## Exercise materials:
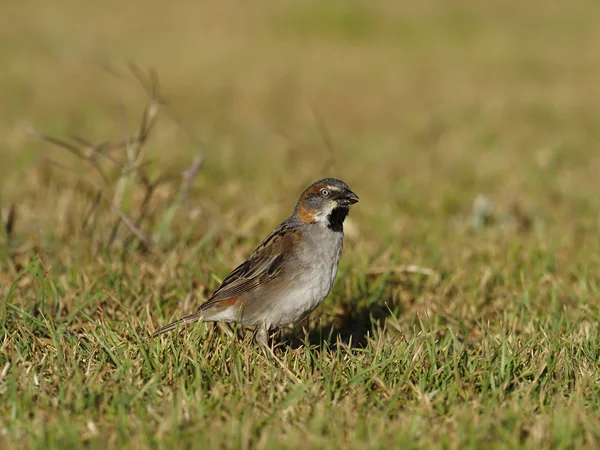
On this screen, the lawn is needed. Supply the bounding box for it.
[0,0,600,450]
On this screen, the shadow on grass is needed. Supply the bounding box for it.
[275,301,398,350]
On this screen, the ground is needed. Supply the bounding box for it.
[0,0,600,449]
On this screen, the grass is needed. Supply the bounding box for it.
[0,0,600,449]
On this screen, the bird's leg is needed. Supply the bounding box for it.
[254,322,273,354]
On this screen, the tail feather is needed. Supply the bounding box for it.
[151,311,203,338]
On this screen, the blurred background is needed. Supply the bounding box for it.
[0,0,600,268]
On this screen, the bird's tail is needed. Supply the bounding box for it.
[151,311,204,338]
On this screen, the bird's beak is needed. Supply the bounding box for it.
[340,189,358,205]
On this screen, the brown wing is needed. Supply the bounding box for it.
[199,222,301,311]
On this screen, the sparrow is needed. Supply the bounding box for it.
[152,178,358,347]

## What to work on:
Substitute "finch" for "sparrow" in the stretch from the line containing "On this screen, the sparrow" through the end of the rows. Write out only those lines, leaving everything else unchanged.

## Result of the exercise:
On this screen, the finch is needed. Supply the bounding box for it.
[152,178,358,347]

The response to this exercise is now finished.